▶ Set exercise: Reproduce the blog post about inventing color and foreground for the Pennsylvania Country painting, word for word and in full.

▶ Passage to read:
Tuesday, May 26, 2009

Inventing, and Different Strokes from Different Folks

Pennsylvania Country / 6x9 / Oil on Canvas Panel

This is my latest entry for Different Strokes from Different Folks. I struggled with this one. Not only is it difficult to invent color, it's difficult to invent a foreground and/or background. Often we wind up doing more inventing than we should. I think you have to be careful with that, but in almost every painting I wind up inventing something. Hey, it's painting, not photography. When I decided to turn this into a 6x9 I knew I would have to invent some sort of foreground in addition to the color. There are several things to think about when you do this.

First, knowledge of your subject helps. What do farms typically look like? From the air we often refer to them as "patchwork quilts," so I decided to divide up the space with rows of shrubs/trees. As I was creating "trees" on my little painting, my husband walked into the studio. "No way would a farmer do that," he said. "How would you get your tractor into the field?" He grew up on a farm in South Dakota, and I grew up near San Francisco. What did I know?

The non-existent farmer in me knew nothing, but the artist in me knew that I needed those trees not only to divide up the foreground into unequal parcels, but also to lead your eye to the focal point. So another method of inventing is to use all those rules of composition, etc. you've been learning. My husband's tractor movement comment was compelling, though, so I scraped and "planted" trees at least six different times. It's best if you can use your knowledge of your subject and art rules, but this time the art rules won and I came back to my original design. Sometimes art just isn't logical, or probably I didn't have enough knowledge of the subject to be able to create an artistically logical solution to the problem.

▶ Recorded data:
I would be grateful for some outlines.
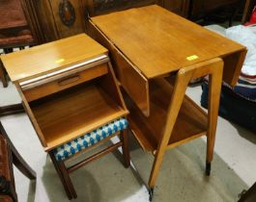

▶ Problem solution:
Tuesday, May 26, 2009

Inventing, and Different Strokes from Different Folks

Pennsylvania Country / 6x9 / Oil on Canvas Panel

This is my latest entry for Different Strokes from Different Folks. I struggled with this one. Not only is it difficult to invent color, it's difficult to invent a foreground and/or background. Often we wind up doing more inventing than we should. I think you have to be careful with that, but in almost every painting I wind up inventing something. Hey, it's painting, not photography. When I decided to turn this into a 6x9 I knew I would have to invent some sort of foreground in addition to the color. There are several things to think about when you do this.

First, knowledge of your subject helps. What do farms typically look like? From the air we often refer to them as "patchwork quilts," so I decided to divide up the space with rows of shrubs/trees. As I was creating "trees" on my little painting, my husband walked into the studio. "No way would a farmer do that," he said. "How would you get your tractor into the field?" He grew up on a farm in South Dakota, and I grew up near San Francisco. What did I know?

The non-existent farmer in me knew nothing, but the artist in me knew that I needed those trees not only to divide up the foreground into unequal parcels, but also to lead your eye to the focal point. So another method of inventing is to use all those rules of composition, etc. you've been learning. My husband's tractor movement comment was compelling, though, so I scraped and "planted" trees at least six different times. It's best if you can use your knowledge of your subject and art rules, but this time the art rules won and I came back to my original design. Sometimes art just isn't logical, or probably I didn't have enough knowledge of the subject to be able to create an artistically logical solution to the problem.